I think it's really hard to pick culture though. I think that it's very challenging to determine whether or not you're going to fit into that culture, you're going to contribute to that culture, you're going to add value to it until you're actually living it because everybody's got those values on their rock and then there's the real deal of how you operate every day. We can control, as sales leaders, a subculture within the overall culture to an extent, but that's it. But it is crucial. I mean, if you are going home and counting the days, if you have bad days, too many bad days in a row, indicates you're in the wrong place for your career. And I think that you have to make a change. We're in this fun universe, tons of great sales leadership with great companies changing the world, life's just way too short to be in a bad culture. So take action on it.
Bridget Gleason (00:43:43):
Thank you. I have one comment. So when I... I agree that culture is super important and culture and values, those are largely driven and dictated from the top down. And I had just started at Yesware as the VP of sales and I think it was my first, we had an offsite and we were going to talk about our values and the culture. And I thought, oh, this is perfect. It was just the executive team. And we had two executive coaches come and facilitate. And I guess sort of prior to that meeting, there had been a lot of tension. Product didn't get out on time and there was animosity between sales and product and engineering. There was a lot going on. I wasn't privy really to all of it. I was sensing some of it. So we get to this offsite to talk about, we're in a beautiful place to talk about values and culture.
And one of the facilitators said, "You know what? There's a lot of stuff going on here and it's complete BS to sit in this room and whiteboard what our values are. Values are what we live every day and how we treat each other. So you have an opportunity right here, the executive team, are you going to talk honestly to each other about what's going on between you? Are you going to sweep it under the rug because these are your values?" And I'm sitting there thinking, this doesn't sound fun and the VP of product says to the CEO, "Yeah, I'll start." At the all hands meeting, when you said XYZ really threw me under the bus and then he responds and we have the facilitators there, and after two hours, I said, "Can we pause just for a second? We need to take a deep breath and breathe here." And I said, "Why can't we be like a normal startup where we're like building trust, we do trust falls."
We're doing like all this truth telling here. We spent eight hours doing it and it was the most, it was intense, but it bonded us and it really solidified our values around transparency and honesty and saying hard things and being truthful and our values came out of that and then they all took it down, but it was not just stuff we put on the walls, but it had a huge effect on how the company operated and what the values look like going forward. Although I have to say, I think in that moment, I would love to be out in the forest doing trust falls and not telling the truth. So it's hard.
Amber Medeiros (00:46:46):
Thank you for sharing that, Bridget. I want to switch gears a little bit and I want to talk about the fact that customer success and sales really is the eyes and ears of what's happening out in the competitive landscape that the company is playing in. So Trent, what role do you feel that sales should play in the development and the direction of the product?

** SUPPLIED MATERIAL **
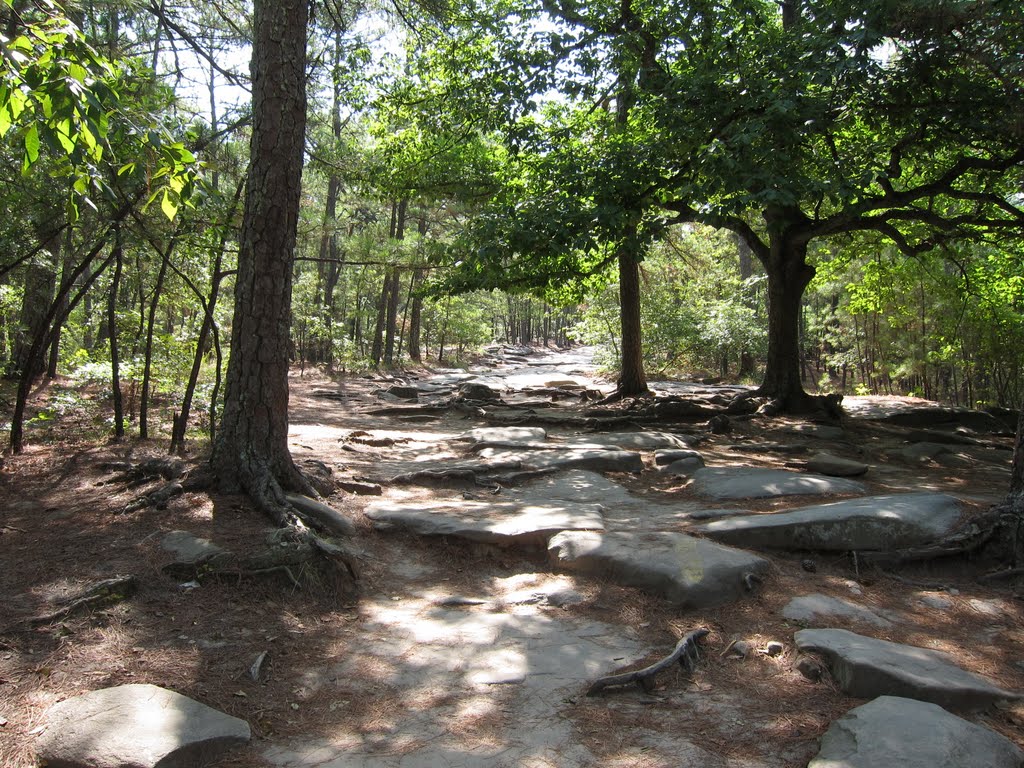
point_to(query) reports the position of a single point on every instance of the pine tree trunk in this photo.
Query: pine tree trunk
(158, 290)
(416, 318)
(251, 450)
(40, 283)
(1015, 499)
(632, 380)
(112, 332)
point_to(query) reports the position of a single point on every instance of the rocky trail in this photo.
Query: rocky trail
(518, 549)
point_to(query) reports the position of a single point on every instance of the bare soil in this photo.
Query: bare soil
(61, 527)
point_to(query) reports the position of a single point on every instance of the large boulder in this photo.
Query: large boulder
(878, 522)
(136, 726)
(866, 667)
(690, 572)
(894, 731)
(722, 483)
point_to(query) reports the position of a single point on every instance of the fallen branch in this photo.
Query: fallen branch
(1000, 574)
(686, 653)
(102, 593)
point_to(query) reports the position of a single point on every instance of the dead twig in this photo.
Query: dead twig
(686, 653)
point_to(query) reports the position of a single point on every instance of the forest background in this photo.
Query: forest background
(473, 173)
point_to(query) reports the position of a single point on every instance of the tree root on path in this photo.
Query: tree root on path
(97, 595)
(686, 652)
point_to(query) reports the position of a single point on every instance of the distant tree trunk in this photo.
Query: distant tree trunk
(112, 333)
(393, 294)
(1015, 499)
(745, 272)
(180, 421)
(632, 380)
(416, 317)
(143, 407)
(251, 449)
(377, 348)
(40, 283)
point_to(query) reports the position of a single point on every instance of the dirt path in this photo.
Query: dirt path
(459, 653)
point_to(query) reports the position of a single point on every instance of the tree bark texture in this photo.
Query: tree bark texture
(251, 450)
(788, 274)
(1015, 498)
(632, 380)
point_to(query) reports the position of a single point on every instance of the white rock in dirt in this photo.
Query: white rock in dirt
(338, 523)
(188, 548)
(494, 522)
(687, 571)
(894, 731)
(877, 522)
(836, 466)
(136, 726)
(810, 607)
(505, 434)
(866, 667)
(753, 482)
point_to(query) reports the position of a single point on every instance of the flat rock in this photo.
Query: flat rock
(865, 667)
(494, 522)
(188, 548)
(684, 467)
(877, 522)
(665, 457)
(688, 571)
(820, 431)
(505, 434)
(594, 460)
(753, 482)
(811, 607)
(579, 486)
(644, 440)
(836, 466)
(136, 726)
(894, 731)
(328, 517)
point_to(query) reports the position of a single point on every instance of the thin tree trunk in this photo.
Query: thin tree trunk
(143, 407)
(180, 426)
(58, 312)
(112, 333)
(40, 283)
(416, 317)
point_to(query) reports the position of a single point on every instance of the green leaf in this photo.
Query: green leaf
(32, 143)
(169, 205)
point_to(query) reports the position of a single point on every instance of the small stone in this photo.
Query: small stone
(810, 669)
(738, 649)
(719, 424)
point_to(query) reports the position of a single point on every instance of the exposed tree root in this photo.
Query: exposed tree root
(97, 595)
(686, 652)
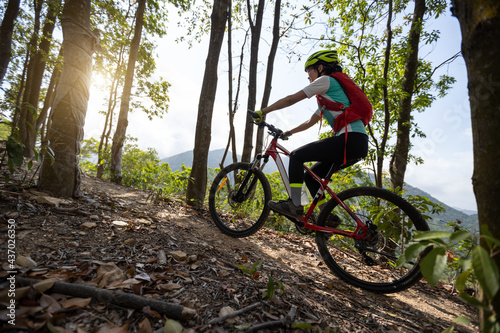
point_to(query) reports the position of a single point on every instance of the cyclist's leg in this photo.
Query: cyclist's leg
(330, 151)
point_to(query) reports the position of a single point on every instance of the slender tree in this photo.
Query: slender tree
(198, 178)
(399, 160)
(255, 28)
(60, 173)
(121, 127)
(32, 93)
(480, 26)
(6, 30)
(269, 72)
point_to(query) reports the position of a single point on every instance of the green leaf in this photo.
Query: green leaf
(486, 271)
(462, 320)
(474, 301)
(303, 325)
(255, 267)
(431, 235)
(410, 253)
(243, 269)
(459, 236)
(270, 287)
(433, 265)
(462, 280)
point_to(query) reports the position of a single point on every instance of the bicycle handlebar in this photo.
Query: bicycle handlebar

** EXERCISE **
Carry on the panel discussion on sales culture from its last line, picking up right after the question put to Trent.

** OUTPUT FOR THIS TASK **
Trent Truitt (00:47:12):
So where do we start? Exactly. I learned a few things when I was at Documentum and EMC, big companies. We'd go out and see customers and the customers would say, "I want X, Y, Z in the product." Okay. I was a resource hog. I'd always bring our CEO or the VP of product or the VP of engineering. I wanted the founder, I wanted to get high and wide in the organization. I'd love the executive team to go see, bring our talent to the table and meet with their executives, but there was no real repeatable way to get that product information back to the product management team, number one.
Number two, now I'm at the seat at the table as part of eStaff and we're trying to figure out what do we do with the product? What are we going to go do? What features and functions are important? And the CFO would look at me and I'd say, "Look, I have to have this feature to close this deal." And the CFO would say, "Okay, how much revenue are you going to sign up for that?" And I'd have to give them a number. And then you'd look at the product guy and say, "Can you do it with that number? If I write a check to execute on that." Well, I don't know. I'm going to talk to the engineering team. Now the engineering team's got to be involved, how many hours and then HR is involved, right? How many people do we have to hire to go do this? And when you get in this decision loop and you're trying to figure out what do we go do and if I say yes, I want that, what do I not get?
Right? Because what people need to understand is with individuals with a big SDR team or a big sales team, or even if it's just you and the CEO hitting the road, you are the tip of the spear. You are talking to people about their problems and you're trying to build that bridge between their challenges and where they want to go and the value there and just so happens your technology's in the middle to get them there better, faster, cheaper, least amount of risk. And so I believe that especially in an early company, your salespeople are essentially your product management team because they're out understanding what is resonating in the market and they're also going to hear repeatability. "Oh, in the SDR team. We heard this five times. We ran this play, we heard it five times. If we can go have single sign on or two factor auth or whatever it is, we can go sell X, Y, and Z."
You're listening for repeatability, you're listening for themes and the sales team are the only people in the company that are pounding the pavement, pounding the phone, listening to those conversations. So in my opinion, really in the early companies, you are the tip of the spear for the VP of product. As the company starts to mature and you have that VP of product, the VP of product, I've always had as many frequent flyer miles as I had. You're coming with me but we're going and you're going to sit with me, we're going to listen to this meeting, we're going to walk out and we're going to understand how we need to architect our solution to help that client. Does that help?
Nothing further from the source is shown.